▶ [Exercise brief]
Count the lines in the listing below that contain the word "wainscoting", and reply with only that number.
──────
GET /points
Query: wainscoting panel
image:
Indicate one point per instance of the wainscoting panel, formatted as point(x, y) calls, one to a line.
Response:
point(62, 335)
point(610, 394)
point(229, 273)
──────
▶ [In response]
2